Problemi da risolvere
1) Riscrivi l'intervista a Rancière, tutto da "Lo abbiamo intervistato" giù fino a "del suo ragionamento?", scambiando "moltitudine" con "folla".
2) Riprendi l'intervista a Rancière e proseguila dopo l'ultima frase riportata.

Sezione del documento
═══
Oltre la Trappola della Rappresentanza
\ ci troviamo di fronte al problema che la forza collettiva, essenzialmente operaia, sulla quale si basavano quei movimenti è stata dispersa
\ potremmo dire che oggi è tutto da ricostruire… ci sono molti esperimenti interessanti, ma hanno enormi difficoltà a disegnare una forza soggettiva e una organizzativa ben definita
\ l’impossibilità di fare un passo in avanti si trasforma in un’alternativa del tipo: fedeltà impotente o prelazione dei partiti che propongono la trasformazione del movimento in forma elettorale
Jacques
Rancière è, tra gli intellettuali francesi contemporanei, uno dei più assidui
nel prendere la parola in pubblico per analizzare le dinamiche sociali e
politiche del nostro tempo. Già allievo di Louis Althusser, dopo aver
partecipato alla pubblicazione di Leggere il Capitale ha rotto
con l’ortodossia strutturalista e, a partire dalla pubblicazione del suo Le
Maître ignorant ha orientato la sua ricerca su due versanti: da una
parte – con volumi quali Au Bords du Politique, La Haine pour la
démocratie, Le Partage du Sensible e La Mésentente –
ha dato vita a una corposa critica libertaria dell’ordine dominante che,
mettendo in tensione ricerca estetica e filosofia politica, ruota attorno alla
valorizzazione della democrazia come irruzione di un nuovo partage del
sensibile sulla scena dell’ordine sociale; e dall’altra, si è dedicato al
recupero della memoria dell’emancipazione operaia, con testi fondamentali
quali La Nuit des prolétaires o Le Philosophe Plébéien.
Lo abbiamo intervistato in occasione della sua partecipazione alla Biennale
Democrazia di Torino dove, il 28 marzo, terrà una lezione nell’Aula
Magna Cavallerizza Reale, dal titolo Oltre l’odio, per la democrazia
Nel suo
libro L’odio per la democrazia, lei ha proposto una originale
genealogia dell’odio che i governanti hanno sempre rivolto contro il «governo
della moltitudine». Allo stesso tempo analizzava il passaggio a forme di govrenance che
mescolavano neoliberismo economico e anti-liberalismo politico. Può
ripercorrere con noi i passaggi fondamentali del suo ragionamento?
═══
Estratti dei record
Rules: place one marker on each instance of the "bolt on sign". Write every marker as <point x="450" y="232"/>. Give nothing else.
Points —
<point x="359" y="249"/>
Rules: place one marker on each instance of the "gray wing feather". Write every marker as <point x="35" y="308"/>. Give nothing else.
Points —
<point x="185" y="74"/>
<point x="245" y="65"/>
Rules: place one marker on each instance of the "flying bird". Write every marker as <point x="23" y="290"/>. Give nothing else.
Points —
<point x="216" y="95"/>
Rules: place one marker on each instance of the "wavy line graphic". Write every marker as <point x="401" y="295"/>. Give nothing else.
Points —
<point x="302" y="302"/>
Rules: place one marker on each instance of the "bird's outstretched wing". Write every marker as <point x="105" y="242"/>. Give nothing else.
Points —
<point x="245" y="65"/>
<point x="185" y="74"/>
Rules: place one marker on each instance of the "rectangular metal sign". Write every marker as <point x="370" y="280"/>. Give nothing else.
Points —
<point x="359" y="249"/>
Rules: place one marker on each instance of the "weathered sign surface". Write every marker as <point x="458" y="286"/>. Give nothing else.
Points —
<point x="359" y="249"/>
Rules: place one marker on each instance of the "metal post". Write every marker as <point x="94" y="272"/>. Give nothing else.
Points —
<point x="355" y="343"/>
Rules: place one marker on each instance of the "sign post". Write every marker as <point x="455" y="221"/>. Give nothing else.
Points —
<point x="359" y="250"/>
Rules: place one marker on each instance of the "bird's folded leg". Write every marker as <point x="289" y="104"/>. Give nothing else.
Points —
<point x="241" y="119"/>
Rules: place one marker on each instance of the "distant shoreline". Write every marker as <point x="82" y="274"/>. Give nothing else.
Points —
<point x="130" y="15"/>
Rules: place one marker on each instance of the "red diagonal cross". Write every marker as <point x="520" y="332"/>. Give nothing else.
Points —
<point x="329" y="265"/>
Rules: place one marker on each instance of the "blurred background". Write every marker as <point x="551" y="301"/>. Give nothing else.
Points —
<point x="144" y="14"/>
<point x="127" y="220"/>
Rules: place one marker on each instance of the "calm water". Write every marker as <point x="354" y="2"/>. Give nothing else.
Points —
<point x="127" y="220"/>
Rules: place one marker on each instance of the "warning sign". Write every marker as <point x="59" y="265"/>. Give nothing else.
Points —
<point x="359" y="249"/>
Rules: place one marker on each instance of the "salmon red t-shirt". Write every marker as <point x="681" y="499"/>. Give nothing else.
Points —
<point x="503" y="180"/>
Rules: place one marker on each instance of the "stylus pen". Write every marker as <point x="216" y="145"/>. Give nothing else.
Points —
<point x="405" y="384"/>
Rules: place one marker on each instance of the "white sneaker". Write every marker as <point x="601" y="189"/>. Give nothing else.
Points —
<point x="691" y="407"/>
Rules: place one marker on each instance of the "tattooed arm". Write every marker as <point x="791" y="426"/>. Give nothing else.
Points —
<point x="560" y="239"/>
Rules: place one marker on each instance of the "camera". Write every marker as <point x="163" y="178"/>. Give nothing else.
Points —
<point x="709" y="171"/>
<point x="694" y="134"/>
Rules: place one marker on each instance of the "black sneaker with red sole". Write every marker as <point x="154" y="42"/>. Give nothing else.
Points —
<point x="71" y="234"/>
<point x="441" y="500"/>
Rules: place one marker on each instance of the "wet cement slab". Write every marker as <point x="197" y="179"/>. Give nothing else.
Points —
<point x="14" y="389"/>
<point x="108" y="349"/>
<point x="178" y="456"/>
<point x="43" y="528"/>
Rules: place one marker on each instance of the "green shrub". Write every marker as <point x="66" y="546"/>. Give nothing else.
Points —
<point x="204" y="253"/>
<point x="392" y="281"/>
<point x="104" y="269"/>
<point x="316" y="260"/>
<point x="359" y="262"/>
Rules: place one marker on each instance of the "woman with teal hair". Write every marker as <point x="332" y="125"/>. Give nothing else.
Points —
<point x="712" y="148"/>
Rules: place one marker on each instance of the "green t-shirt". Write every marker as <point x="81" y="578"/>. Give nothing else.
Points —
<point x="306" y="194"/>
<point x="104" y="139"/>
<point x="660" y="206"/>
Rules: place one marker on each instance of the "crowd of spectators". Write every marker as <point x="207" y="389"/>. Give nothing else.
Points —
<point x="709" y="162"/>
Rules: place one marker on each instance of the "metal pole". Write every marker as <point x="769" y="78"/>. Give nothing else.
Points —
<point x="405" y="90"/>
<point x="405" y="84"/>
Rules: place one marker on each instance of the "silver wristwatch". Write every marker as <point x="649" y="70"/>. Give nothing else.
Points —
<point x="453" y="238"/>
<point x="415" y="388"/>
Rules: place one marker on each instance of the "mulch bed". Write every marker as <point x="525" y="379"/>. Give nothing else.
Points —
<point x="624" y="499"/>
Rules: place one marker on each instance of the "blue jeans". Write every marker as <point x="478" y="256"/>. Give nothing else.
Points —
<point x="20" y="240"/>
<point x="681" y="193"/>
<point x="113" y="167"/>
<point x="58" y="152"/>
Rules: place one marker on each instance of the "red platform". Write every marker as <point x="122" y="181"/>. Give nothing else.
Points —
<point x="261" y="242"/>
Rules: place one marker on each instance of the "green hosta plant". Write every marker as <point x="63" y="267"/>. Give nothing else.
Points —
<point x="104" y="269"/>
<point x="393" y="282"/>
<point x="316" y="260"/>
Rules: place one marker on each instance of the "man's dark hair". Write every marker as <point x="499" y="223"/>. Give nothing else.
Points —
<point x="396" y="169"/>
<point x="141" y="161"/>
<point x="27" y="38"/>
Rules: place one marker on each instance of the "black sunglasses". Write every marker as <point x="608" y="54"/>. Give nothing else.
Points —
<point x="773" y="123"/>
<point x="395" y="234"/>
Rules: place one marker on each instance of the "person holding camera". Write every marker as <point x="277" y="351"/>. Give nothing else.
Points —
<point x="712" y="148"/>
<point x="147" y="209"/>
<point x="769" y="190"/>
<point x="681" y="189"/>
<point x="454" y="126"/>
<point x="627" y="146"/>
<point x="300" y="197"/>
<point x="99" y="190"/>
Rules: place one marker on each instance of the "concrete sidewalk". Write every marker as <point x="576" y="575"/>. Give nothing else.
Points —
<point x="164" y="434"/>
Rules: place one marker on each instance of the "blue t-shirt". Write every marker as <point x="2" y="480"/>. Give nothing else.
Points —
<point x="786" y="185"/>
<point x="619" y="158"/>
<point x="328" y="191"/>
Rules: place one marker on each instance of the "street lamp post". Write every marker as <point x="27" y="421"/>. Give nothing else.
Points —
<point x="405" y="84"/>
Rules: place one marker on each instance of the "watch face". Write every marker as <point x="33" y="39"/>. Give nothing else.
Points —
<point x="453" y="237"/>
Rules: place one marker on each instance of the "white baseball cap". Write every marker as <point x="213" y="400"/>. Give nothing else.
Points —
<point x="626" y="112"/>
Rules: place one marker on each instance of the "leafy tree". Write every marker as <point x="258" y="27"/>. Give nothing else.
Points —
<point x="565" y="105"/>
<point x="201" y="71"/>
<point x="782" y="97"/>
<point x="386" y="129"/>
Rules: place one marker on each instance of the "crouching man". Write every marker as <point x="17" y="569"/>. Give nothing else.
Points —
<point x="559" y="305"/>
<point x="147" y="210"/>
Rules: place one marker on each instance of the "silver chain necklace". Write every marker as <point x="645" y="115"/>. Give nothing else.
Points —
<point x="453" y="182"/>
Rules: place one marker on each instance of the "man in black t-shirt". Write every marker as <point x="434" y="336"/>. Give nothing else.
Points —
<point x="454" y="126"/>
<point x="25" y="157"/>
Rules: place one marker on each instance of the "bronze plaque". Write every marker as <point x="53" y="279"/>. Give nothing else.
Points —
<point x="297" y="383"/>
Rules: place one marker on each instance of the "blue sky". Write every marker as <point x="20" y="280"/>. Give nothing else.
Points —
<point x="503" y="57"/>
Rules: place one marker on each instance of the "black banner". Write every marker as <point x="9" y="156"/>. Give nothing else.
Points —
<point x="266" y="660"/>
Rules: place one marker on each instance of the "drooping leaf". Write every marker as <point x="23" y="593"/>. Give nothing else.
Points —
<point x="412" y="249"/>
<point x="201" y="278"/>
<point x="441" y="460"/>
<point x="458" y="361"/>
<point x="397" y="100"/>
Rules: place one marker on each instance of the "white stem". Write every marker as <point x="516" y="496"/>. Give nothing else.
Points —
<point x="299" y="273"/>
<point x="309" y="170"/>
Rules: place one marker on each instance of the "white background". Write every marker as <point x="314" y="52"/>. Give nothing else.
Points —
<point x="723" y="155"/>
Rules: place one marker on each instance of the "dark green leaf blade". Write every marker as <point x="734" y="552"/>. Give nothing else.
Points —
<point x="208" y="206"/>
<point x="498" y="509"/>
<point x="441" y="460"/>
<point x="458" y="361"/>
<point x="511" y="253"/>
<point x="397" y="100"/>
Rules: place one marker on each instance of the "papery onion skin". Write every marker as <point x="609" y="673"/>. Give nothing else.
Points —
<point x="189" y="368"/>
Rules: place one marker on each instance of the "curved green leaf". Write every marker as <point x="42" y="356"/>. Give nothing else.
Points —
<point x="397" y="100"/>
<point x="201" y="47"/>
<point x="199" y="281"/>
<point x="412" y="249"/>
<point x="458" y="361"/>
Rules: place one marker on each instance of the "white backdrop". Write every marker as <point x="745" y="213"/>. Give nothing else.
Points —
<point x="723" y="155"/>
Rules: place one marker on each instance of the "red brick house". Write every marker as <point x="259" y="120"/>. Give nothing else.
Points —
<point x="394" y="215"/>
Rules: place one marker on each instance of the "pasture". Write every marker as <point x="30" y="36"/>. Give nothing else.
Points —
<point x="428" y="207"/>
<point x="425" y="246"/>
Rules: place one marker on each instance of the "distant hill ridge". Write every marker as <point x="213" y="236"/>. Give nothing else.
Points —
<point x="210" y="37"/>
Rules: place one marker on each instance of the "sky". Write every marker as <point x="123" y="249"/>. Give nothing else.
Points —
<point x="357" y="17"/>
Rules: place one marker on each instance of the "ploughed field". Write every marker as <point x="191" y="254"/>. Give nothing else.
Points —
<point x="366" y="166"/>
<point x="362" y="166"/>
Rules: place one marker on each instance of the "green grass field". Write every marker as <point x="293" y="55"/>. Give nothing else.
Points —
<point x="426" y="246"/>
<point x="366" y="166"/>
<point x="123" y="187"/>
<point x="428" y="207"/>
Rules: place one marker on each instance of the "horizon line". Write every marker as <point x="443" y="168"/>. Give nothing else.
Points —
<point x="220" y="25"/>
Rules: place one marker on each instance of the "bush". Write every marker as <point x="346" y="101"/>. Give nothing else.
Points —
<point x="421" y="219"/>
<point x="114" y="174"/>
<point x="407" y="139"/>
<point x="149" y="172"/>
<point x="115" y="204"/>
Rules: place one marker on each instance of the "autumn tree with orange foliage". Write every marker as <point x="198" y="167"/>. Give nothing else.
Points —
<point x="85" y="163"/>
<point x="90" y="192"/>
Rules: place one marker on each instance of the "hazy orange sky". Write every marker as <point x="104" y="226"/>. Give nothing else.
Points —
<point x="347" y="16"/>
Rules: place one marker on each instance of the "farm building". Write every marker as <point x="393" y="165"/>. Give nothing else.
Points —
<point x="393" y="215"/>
═══
Risposte finali
1)
Lo abbiamo intervistato in occasione della sua partecipazione alla Biennale
Democrazia di Torino dove, il 28 marzo, terrà una lezione nell’Aula
Magna Cavallerizza Reale, dal titolo Oltre l’odio, per la democrazia
Nel suo
libro L’odio per la democrazia, lei ha proposto una originale
genealogia dell’odio che i governanti hanno sempre rivolto contro il «governo
della folla». Allo stesso tempo analizzava il passaggio a forme di govrenance che
mescolavano neoliberismo economico e anti-liberalismo politico. Può
ripercorrere con noi i passaggi fondamentali del suo ragionamento?

2)
In quel
libro ho messo in questione l’equivoco contenuto nella nozione di
neo-liberalismo. Con questo termine s’intende spesso l’idea di un trionfo del
libero mercato che si accompagnerebbe all’indebolimento degli Stati e dei loro
poteri: in sintesi, una forma di regolamentazione dell’ordine sociale che non
passerebbe più da obblighi e repressione, ma dalla coincidenza con i desideri
dei soggetti – tanto sul piano dell’iniziativa e della creatività nel lavoro
quanto nelle forme sempre più raffinate del consumo. Ora mi sembra invece che
la legge del mercato capitalista si sia imposta in modo del tutto autoritario
attraverso un sistema di vincoli per il quale gli Stati e le organizzazioni
internazionali hanno sottomesso tutte le forme della vita alle esigenze del
profitto. Gli Stati sono davvero diventati, come anticipato da Marx, dei
comitati d’affari del Capitale. Gli Stati oggi impongono delle soluzioni ai
problemi, giustificate da saperi specialistici che consideriamo inaccessibili
ai cittadini. L’idea di un «potere di tutti» incarnato dal sistema della
rappresentanza mi sembra dunque sempre più ridicola. Questa situazione allora
ci obbliga a richiamare alla memoria lo scarto che sempre esiste tra democrazia
e rappresentanza. Il sistema della rappresentanza politica, nella sua
definizione originaria, non coincide con il governo del popolo mediato dai suoi
rappresentanti, ma con il governo esercitato “sul” popolo da coloro che, si
pensa, rappresentano gli interessi generali della società. La democrazia,
invece, è il potere esercitato dagli uguali in quanto uguali. Questo tipo di
potere si esercita attraverso delle istituzioni e delle forme di azione che
sono autonome dalle istituzioni statuali e dagli appuntamenti elettorali.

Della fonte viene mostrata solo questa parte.